Goal: Retype each entry below exactly as it stands.

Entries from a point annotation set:
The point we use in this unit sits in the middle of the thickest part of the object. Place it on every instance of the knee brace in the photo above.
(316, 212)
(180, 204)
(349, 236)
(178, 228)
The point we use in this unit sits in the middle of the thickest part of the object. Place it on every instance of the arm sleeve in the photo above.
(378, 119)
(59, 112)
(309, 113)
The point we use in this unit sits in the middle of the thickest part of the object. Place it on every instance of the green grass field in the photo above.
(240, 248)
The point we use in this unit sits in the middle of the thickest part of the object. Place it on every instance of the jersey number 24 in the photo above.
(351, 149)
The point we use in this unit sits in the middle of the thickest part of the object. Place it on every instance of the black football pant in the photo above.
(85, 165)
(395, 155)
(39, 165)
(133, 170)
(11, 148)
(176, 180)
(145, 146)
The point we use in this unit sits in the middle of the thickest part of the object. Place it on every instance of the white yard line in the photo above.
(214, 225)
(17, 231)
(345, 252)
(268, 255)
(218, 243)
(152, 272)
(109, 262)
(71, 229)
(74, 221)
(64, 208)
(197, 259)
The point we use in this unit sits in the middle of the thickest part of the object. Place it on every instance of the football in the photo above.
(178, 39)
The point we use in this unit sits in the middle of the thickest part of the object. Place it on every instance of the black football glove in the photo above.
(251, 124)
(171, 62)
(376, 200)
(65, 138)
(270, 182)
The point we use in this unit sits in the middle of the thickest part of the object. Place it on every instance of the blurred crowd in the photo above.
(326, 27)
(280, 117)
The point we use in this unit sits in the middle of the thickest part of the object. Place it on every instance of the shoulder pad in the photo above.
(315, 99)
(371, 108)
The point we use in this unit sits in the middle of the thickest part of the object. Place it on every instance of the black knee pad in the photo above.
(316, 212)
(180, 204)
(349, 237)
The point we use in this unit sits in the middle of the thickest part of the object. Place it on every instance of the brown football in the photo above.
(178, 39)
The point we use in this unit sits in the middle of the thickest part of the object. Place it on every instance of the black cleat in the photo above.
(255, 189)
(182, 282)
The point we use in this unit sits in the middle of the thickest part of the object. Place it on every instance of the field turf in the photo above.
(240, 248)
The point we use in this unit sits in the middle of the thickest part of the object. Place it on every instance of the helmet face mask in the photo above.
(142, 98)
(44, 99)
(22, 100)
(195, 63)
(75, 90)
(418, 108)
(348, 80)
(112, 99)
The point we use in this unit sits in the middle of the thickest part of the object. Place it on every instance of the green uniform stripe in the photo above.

Solution for this exercise:
The point we use in this unit sits in the middle of the thickest part of the object. Place it on every instance of the knee brace in the photo above.
(316, 212)
(180, 204)
(349, 236)
(178, 228)
The point we use in this unit sits in the middle of the thickest part of the object. Place it on every instance of the arm sleeve in the photo above.
(378, 119)
(59, 112)
(309, 113)
The point we use in this unit sits in the middle of the thickest part of the object. Place it on every instance of the green grass field in the photo above.
(240, 248)
The point we use in this unit sits in the middle of the thickest part of the object. Place it on every instance of the jersey number 24 in the photo above.
(351, 149)
The point we use in this unit sits in the middle of the thickest part of the object. Place it on every instance of the black football pant in the photo above.
(85, 165)
(395, 155)
(39, 165)
(133, 170)
(11, 148)
(176, 180)
(145, 146)
The point we use in this unit sits in the middle of the thickest part of the object. Place it on every instance of the white yard line in the photo above.
(214, 225)
(17, 231)
(345, 252)
(268, 255)
(218, 243)
(152, 272)
(109, 262)
(71, 229)
(74, 221)
(64, 208)
(197, 259)
The point we use in this unit sits in the middle of the thickest part of the object. Place it on every instance of the football in the photo above.
(178, 39)
The point we use in this unit sits in the middle of the thickest part of the object. Place it on every instance of the black football glove in the photo above.
(251, 124)
(171, 62)
(376, 200)
(65, 138)
(270, 182)
The point we use in this unit sits in the middle of the thickest part of the object. Place it on every instance of the blurred crowd in the photo above.
(326, 27)
(280, 117)
The point we use in this unit sits in the middle of the thickest part of the object. Place it on every instance of the shoulder pad in the photo above.
(315, 99)
(371, 108)
The point we use in this unit sits in the middle of the thickest part of the object. Place it on every instance of the black knee pad in the photo above.
(316, 212)
(180, 204)
(349, 237)
The point we use in this unit sits in the middle of the thickest part of the object. Place it on every instance of the brown football in the photo above.
(178, 39)
The point we use in this unit sits in the middle of the thickest part of the object. Place it on every instance of the black cleat in the photo above.
(255, 189)
(182, 282)
The point we use in this unit sits in the middle of the thickest part of the object. Place it on every instance of the field turf in the photo above.
(240, 248)
The point we use in this unit sits in the middle of the thickest part of the object. Place it on every instance of the helmet face mask in the photo above.
(142, 98)
(44, 99)
(22, 100)
(195, 63)
(75, 90)
(418, 108)
(348, 80)
(112, 99)
The point we use in this unit sits in the middle of the thickest part of the object. Place it on every instance of the green uniform stripe in the photo above.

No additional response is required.